### SELECTION
__________

I can’t think of one I couldn’t live without. Though I haven’t missed Eurovision since I was a kid.

Who would paint your portrait?

Hans Holbein, who painted incredibly naturalistic portraits. He always made people look complex and moody.

What’s your theme tune?

The theme tune to The Professionals. It’s dynamic, with a bit of wah-wah guitar in it. It’s the sort of song where, as you walked into the room, everyone would look round, and you’d just take in the admiration.

What’s the best piece of advice you’ve ever received?

I once asked Bob Mills what the secret of comedy is, and he said: “Keep saying funny things.” He was absolutely right.

What’s currently bugging you?

I’ve got a crick in my neck. I must have slept in a very odd way. I have to constantly stretch and activate my shoulders.

What single thing would make your life better?

Having slightly longer arms. It would be useful for reaching out for things, playing the triple-neck guitar…

When were you happiest?

__________

### RECORDED DATA

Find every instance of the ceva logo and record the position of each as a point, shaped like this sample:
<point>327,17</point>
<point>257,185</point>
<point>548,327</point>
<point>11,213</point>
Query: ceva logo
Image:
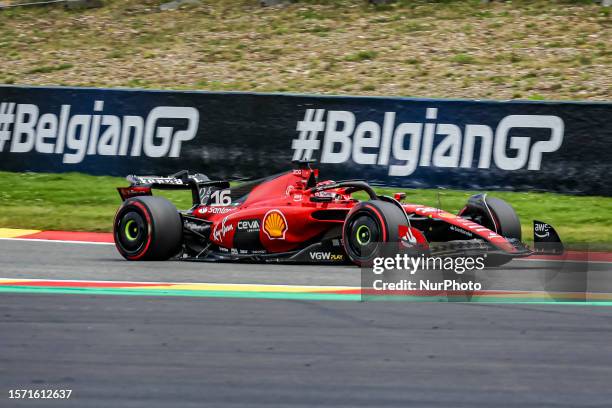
<point>405,146</point>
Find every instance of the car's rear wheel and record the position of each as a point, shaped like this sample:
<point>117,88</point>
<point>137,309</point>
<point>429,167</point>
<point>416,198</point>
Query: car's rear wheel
<point>147,228</point>
<point>368,227</point>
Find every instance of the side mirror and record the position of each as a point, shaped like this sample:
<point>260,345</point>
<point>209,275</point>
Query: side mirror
<point>399,196</point>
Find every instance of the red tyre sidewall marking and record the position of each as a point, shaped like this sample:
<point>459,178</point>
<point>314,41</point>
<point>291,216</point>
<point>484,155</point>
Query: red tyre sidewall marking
<point>144,210</point>
<point>381,220</point>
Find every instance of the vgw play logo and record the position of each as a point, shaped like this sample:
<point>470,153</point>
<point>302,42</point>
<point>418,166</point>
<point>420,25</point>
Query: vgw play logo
<point>23,128</point>
<point>405,146</point>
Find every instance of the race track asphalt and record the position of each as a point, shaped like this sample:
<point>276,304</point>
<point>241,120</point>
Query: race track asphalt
<point>145,351</point>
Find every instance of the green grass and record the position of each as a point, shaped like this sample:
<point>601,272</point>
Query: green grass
<point>407,48</point>
<point>78,202</point>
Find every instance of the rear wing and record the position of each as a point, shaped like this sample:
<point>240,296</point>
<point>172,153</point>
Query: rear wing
<point>200,185</point>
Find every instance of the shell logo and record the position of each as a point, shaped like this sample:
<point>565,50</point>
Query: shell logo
<point>275,224</point>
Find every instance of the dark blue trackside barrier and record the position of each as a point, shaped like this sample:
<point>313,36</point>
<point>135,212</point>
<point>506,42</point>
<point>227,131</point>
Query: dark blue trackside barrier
<point>545,146</point>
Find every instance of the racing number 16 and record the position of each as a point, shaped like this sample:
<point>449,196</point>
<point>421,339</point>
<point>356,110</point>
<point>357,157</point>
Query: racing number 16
<point>220,197</point>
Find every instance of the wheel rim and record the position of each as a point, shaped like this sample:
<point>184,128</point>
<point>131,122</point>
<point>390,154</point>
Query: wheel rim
<point>131,232</point>
<point>364,236</point>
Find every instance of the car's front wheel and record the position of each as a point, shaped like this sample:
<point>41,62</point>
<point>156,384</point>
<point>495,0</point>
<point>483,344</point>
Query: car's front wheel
<point>147,229</point>
<point>368,227</point>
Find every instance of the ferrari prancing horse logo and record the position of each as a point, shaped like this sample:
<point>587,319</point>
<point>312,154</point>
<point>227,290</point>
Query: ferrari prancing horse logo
<point>275,224</point>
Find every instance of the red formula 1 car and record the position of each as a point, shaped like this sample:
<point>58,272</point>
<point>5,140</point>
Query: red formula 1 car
<point>294,217</point>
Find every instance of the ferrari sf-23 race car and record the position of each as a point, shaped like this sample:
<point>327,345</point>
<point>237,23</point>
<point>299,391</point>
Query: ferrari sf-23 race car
<point>294,217</point>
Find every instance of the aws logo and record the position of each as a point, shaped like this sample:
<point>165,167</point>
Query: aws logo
<point>275,224</point>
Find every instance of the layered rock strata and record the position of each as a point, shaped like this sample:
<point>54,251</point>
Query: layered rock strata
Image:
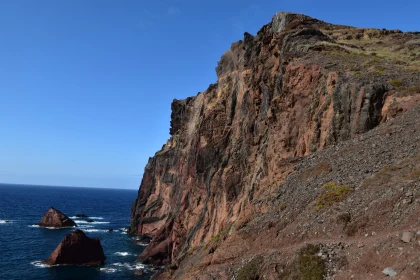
<point>296,88</point>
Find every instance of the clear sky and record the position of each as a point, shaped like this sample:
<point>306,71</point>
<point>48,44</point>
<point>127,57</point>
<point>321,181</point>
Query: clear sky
<point>86,85</point>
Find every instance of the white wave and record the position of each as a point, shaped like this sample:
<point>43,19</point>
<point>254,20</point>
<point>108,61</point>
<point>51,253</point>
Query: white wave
<point>132,266</point>
<point>93,223</point>
<point>40,264</point>
<point>93,218</point>
<point>95,230</point>
<point>122,254</point>
<point>108,270</point>
<point>141,266</point>
<point>38,226</point>
<point>85,226</point>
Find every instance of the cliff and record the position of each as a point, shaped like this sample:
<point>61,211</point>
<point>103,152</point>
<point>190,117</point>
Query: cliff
<point>274,156</point>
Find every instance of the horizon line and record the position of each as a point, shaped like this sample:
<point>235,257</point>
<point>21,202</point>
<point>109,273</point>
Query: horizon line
<point>62,186</point>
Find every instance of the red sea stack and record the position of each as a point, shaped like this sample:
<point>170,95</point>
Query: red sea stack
<point>77,249</point>
<point>54,218</point>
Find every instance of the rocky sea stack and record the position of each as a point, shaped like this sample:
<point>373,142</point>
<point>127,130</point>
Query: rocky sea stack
<point>77,249</point>
<point>54,218</point>
<point>300,162</point>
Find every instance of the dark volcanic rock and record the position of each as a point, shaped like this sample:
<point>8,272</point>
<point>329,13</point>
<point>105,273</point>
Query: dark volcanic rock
<point>240,168</point>
<point>157,253</point>
<point>54,218</point>
<point>77,249</point>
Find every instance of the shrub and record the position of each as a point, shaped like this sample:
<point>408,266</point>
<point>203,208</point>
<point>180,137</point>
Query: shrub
<point>396,83</point>
<point>307,266</point>
<point>251,270</point>
<point>333,193</point>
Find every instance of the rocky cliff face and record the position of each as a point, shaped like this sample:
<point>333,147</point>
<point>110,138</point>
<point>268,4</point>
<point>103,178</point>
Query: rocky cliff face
<point>298,87</point>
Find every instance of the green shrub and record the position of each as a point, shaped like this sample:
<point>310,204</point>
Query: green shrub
<point>251,270</point>
<point>307,265</point>
<point>396,83</point>
<point>333,193</point>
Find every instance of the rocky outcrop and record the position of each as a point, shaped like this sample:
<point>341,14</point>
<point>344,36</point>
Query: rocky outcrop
<point>54,218</point>
<point>296,88</point>
<point>77,249</point>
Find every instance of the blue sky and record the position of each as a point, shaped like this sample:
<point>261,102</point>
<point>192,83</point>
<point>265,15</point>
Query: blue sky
<point>86,85</point>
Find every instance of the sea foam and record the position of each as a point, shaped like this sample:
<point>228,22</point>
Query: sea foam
<point>40,264</point>
<point>122,254</point>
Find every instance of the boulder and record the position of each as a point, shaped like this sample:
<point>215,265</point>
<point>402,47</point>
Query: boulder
<point>407,236</point>
<point>157,253</point>
<point>77,249</point>
<point>54,218</point>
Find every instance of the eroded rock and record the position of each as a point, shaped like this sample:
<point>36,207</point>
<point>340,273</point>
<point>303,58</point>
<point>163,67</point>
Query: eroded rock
<point>54,218</point>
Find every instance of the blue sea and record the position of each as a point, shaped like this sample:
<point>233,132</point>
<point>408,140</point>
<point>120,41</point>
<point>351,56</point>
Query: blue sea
<point>23,244</point>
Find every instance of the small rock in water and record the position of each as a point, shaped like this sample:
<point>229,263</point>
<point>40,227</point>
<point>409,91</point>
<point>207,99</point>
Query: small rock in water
<point>406,237</point>
<point>389,271</point>
<point>82,216</point>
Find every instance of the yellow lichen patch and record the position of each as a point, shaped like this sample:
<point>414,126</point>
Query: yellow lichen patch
<point>332,193</point>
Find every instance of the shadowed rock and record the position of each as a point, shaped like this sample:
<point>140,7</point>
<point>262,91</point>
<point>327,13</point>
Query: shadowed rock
<point>157,253</point>
<point>54,218</point>
<point>77,249</point>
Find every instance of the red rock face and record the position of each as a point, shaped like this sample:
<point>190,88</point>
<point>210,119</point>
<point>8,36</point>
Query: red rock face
<point>54,218</point>
<point>77,249</point>
<point>288,92</point>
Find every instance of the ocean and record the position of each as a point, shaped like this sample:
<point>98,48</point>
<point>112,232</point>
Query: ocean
<point>23,244</point>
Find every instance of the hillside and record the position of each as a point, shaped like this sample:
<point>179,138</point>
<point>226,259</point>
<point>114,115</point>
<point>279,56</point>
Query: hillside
<point>301,162</point>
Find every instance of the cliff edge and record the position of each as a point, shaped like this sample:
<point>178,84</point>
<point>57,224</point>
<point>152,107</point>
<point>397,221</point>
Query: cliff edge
<point>305,148</point>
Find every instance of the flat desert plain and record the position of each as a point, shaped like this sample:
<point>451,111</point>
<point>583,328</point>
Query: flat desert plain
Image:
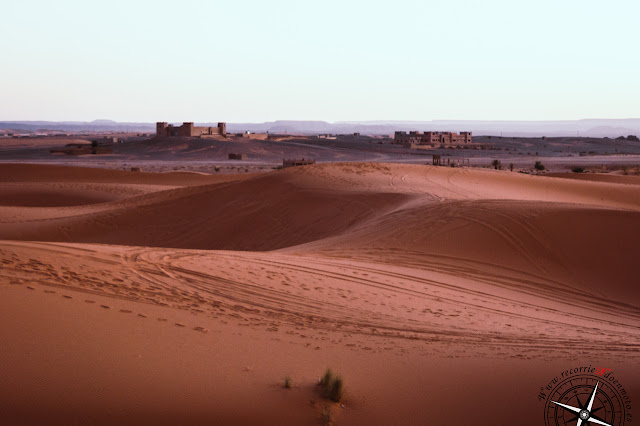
<point>442,296</point>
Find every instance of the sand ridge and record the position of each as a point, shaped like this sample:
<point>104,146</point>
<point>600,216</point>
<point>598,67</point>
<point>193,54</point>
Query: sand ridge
<point>189,298</point>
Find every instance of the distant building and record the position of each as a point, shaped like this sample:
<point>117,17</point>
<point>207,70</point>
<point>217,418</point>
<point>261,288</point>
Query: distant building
<point>301,162</point>
<point>432,138</point>
<point>234,156</point>
<point>189,130</point>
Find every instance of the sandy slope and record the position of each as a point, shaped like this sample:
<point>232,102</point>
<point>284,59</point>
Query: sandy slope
<point>425,287</point>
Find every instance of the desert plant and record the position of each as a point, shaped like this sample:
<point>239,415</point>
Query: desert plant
<point>327,378</point>
<point>326,415</point>
<point>332,386</point>
<point>336,389</point>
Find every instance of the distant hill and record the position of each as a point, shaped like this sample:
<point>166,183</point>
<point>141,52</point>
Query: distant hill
<point>587,127</point>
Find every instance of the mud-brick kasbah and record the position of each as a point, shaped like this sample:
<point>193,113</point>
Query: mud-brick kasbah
<point>432,138</point>
<point>189,130</point>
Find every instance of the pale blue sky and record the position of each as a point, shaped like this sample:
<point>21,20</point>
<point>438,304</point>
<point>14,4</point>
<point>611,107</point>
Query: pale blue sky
<point>322,60</point>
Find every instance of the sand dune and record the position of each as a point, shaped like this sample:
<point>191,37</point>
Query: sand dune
<point>190,298</point>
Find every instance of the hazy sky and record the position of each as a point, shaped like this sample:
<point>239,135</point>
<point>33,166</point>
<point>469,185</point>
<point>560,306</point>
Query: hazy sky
<point>319,60</point>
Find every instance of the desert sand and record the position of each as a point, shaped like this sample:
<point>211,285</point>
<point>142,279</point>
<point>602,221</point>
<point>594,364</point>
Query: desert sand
<point>443,296</point>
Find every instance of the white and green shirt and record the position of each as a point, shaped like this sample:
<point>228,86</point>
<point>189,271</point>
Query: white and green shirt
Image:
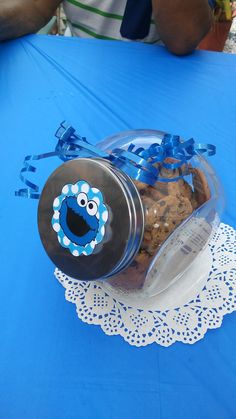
<point>102,19</point>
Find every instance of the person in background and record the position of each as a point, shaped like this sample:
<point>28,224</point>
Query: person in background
<point>179,24</point>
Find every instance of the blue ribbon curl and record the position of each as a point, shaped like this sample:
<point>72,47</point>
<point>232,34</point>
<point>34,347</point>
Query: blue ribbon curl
<point>141,164</point>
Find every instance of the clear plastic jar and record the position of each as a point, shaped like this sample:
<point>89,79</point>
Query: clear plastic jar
<point>98,223</point>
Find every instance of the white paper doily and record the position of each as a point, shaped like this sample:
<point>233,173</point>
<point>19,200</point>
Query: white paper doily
<point>173,315</point>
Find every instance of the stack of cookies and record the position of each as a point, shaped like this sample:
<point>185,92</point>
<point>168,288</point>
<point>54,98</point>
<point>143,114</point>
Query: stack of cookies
<point>166,205</point>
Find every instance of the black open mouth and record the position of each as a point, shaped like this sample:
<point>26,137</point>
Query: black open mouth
<point>76,223</point>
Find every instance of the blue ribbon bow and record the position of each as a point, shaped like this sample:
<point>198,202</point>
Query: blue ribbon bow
<point>141,164</point>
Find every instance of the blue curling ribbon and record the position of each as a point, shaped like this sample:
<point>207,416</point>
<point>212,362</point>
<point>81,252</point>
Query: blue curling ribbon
<point>138,164</point>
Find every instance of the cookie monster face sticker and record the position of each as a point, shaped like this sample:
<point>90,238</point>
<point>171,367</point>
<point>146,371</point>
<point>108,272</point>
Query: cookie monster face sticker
<point>79,218</point>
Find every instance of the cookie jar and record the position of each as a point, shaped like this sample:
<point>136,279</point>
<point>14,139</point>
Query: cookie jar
<point>137,219</point>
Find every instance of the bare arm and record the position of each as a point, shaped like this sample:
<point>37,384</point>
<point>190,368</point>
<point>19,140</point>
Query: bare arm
<point>20,17</point>
<point>182,23</point>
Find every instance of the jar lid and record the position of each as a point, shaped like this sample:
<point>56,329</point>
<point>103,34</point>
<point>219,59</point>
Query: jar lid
<point>90,219</point>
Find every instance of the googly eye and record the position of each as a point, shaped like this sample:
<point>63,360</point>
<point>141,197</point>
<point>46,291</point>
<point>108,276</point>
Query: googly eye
<point>92,208</point>
<point>82,199</point>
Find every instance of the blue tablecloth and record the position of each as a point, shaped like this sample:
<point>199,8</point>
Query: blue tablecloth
<point>53,366</point>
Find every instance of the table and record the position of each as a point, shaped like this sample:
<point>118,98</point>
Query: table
<point>53,366</point>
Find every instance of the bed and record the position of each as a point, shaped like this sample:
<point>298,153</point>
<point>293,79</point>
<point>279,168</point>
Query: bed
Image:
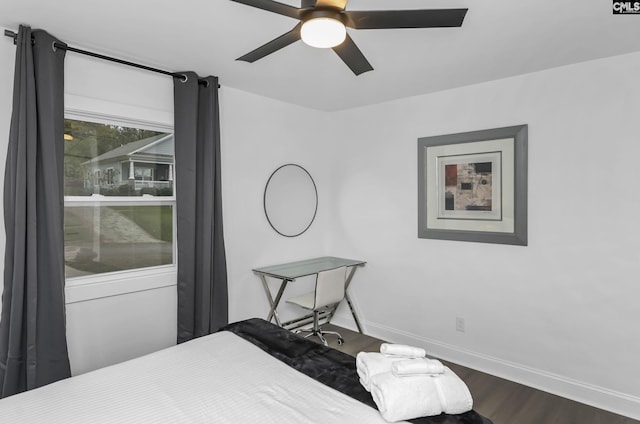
<point>251,371</point>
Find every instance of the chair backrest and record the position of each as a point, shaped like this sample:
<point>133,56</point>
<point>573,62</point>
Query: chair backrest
<point>330,287</point>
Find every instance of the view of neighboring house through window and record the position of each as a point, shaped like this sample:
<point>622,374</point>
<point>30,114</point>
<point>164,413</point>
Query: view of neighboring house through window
<point>119,198</point>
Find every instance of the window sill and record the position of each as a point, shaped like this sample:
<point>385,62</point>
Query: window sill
<point>82,289</point>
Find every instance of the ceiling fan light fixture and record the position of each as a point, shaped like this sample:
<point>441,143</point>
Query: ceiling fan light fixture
<point>323,32</point>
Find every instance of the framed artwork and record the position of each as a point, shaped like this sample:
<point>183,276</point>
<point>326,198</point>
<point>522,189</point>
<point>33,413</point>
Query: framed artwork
<point>473,186</point>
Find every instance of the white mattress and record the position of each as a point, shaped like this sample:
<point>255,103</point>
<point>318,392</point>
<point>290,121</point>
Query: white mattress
<point>220,378</point>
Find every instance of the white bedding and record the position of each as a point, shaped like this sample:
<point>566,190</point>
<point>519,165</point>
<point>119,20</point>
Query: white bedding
<point>220,378</point>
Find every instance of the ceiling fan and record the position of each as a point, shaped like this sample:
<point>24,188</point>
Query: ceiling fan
<point>322,24</point>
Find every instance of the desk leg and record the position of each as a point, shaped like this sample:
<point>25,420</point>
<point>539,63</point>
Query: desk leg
<point>273,313</point>
<point>348,299</point>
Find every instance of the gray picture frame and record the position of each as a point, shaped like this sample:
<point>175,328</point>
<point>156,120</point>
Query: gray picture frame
<point>430,227</point>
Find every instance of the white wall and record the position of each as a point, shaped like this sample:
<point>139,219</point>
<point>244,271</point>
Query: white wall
<point>561,313</point>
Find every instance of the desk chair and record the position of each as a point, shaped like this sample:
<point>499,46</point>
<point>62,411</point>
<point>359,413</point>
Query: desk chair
<point>329,292</point>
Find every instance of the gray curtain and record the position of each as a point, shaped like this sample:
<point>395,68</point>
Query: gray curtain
<point>202,270</point>
<point>33,347</point>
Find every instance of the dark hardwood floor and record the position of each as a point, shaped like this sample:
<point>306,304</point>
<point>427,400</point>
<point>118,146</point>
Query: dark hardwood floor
<point>503,401</point>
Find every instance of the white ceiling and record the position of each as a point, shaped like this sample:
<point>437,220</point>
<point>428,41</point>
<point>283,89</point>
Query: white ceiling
<point>498,39</point>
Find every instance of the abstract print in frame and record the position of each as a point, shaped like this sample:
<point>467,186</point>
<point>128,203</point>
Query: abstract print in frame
<point>473,186</point>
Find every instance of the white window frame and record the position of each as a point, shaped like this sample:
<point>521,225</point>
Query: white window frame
<point>95,286</point>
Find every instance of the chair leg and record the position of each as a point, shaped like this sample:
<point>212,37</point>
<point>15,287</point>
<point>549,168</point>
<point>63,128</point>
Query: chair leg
<point>318,332</point>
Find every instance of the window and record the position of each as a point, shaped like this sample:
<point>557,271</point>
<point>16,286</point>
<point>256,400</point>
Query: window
<point>119,198</point>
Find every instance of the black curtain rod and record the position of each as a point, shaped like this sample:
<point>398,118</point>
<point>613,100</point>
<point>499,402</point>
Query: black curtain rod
<point>14,35</point>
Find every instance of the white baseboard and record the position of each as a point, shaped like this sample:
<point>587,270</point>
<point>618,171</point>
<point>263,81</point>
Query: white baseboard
<point>599,397</point>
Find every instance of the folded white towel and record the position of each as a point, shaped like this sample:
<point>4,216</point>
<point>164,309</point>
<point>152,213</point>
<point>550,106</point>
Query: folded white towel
<point>417,366</point>
<point>402,350</point>
<point>369,364</point>
<point>405,398</point>
<point>454,394</point>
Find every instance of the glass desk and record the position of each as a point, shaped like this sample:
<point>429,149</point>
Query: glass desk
<point>290,271</point>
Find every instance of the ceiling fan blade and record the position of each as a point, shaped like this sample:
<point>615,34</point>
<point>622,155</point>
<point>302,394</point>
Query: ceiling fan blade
<point>273,6</point>
<point>272,46</point>
<point>382,19</point>
<point>352,56</point>
<point>338,4</point>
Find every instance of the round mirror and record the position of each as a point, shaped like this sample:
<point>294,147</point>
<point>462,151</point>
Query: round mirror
<point>290,200</point>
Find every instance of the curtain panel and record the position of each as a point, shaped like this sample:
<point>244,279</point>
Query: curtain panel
<point>33,347</point>
<point>202,270</point>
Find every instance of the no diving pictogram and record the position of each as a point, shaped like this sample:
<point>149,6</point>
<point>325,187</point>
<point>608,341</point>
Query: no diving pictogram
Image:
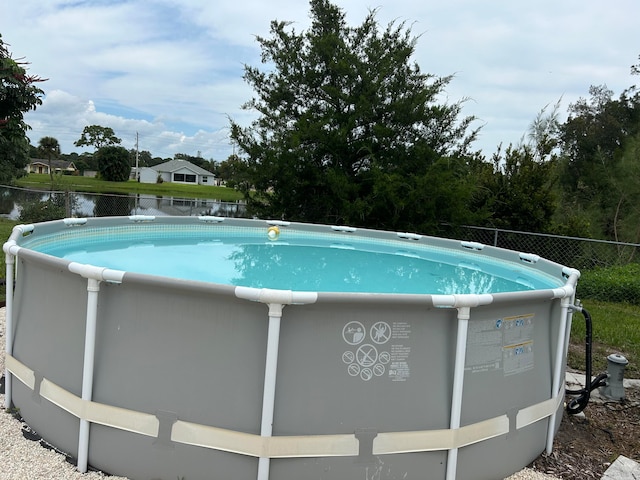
<point>353,333</point>
<point>367,355</point>
<point>380,332</point>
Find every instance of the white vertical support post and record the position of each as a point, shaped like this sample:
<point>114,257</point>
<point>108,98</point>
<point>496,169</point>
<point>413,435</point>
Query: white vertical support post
<point>464,314</point>
<point>269,392</point>
<point>93,287</point>
<point>10,264</point>
<point>558,382</point>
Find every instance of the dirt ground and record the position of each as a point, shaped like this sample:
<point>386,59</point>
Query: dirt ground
<point>586,446</point>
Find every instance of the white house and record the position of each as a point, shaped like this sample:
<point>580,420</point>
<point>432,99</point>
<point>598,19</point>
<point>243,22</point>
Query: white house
<point>177,171</point>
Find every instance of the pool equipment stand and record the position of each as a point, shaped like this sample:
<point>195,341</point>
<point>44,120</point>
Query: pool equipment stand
<point>614,387</point>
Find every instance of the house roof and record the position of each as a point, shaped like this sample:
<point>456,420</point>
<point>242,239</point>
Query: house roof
<point>173,165</point>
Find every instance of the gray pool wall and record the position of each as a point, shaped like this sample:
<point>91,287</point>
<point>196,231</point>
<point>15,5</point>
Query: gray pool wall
<point>181,369</point>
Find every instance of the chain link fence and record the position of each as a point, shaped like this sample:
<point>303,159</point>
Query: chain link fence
<point>610,270</point>
<point>586,255</point>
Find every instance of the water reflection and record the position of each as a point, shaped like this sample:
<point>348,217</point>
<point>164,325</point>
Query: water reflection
<point>333,269</point>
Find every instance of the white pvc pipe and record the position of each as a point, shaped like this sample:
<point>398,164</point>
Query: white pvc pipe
<point>558,381</point>
<point>10,262</point>
<point>464,314</point>
<point>269,392</point>
<point>93,287</point>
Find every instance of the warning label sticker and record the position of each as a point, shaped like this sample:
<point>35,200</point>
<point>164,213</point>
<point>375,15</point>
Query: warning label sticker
<point>377,350</point>
<point>502,343</point>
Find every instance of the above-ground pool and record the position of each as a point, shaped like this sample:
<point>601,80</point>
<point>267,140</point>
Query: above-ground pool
<point>216,348</point>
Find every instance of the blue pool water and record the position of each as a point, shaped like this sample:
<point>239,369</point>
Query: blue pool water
<point>296,262</point>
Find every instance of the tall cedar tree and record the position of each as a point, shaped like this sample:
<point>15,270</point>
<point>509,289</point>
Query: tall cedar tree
<point>349,129</point>
<point>18,95</point>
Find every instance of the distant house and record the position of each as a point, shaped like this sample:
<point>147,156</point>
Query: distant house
<point>39,165</point>
<point>177,171</point>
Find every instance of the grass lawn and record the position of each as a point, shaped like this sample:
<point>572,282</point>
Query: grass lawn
<point>93,185</point>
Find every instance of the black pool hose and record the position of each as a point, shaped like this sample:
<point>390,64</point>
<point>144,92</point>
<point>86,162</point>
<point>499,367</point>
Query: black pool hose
<point>579,403</point>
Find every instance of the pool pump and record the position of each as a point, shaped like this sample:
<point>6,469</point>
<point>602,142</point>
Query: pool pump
<point>614,384</point>
<point>578,404</point>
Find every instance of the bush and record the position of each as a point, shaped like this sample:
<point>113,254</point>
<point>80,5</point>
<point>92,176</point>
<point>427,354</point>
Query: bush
<point>611,284</point>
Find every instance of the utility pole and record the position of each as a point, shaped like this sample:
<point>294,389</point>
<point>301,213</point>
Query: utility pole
<point>137,156</point>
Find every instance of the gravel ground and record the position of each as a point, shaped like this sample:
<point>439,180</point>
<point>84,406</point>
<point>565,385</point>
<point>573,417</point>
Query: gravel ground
<point>23,459</point>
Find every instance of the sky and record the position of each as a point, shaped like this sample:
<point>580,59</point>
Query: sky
<point>169,72</point>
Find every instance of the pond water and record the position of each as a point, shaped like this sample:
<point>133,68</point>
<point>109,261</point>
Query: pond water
<point>101,205</point>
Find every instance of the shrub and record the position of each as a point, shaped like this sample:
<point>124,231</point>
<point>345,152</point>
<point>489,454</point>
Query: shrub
<point>611,284</point>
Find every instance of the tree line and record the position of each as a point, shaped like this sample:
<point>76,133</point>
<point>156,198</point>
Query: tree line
<point>350,130</point>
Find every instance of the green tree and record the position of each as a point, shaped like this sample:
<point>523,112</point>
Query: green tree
<point>348,123</point>
<point>49,148</point>
<point>518,191</point>
<point>18,95</point>
<point>97,137</point>
<point>594,139</point>
<point>114,163</point>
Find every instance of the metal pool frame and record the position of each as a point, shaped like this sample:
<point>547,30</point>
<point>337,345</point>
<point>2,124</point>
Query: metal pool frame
<point>152,377</point>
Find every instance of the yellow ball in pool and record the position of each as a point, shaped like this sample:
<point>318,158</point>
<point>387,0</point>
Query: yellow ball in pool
<point>273,233</point>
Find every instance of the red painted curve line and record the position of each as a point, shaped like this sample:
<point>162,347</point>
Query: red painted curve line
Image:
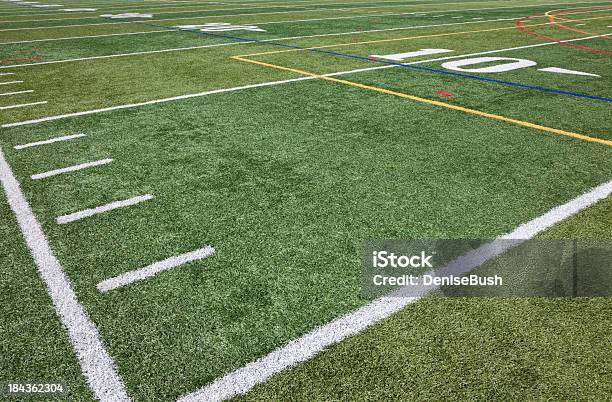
<point>588,49</point>
<point>441,92</point>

__________

### WHAT YOU ARE ASKED TO DO
Condense the answer in the interview that begins "The theme tune to The Professionals" into one shorter sentence that keeps its main facts.

### RESULT
The theme tune to The Professionals is dynamic, with some wah-wah guitar, and is the kind of song that would make everyone look round in admiration as you walked into a room.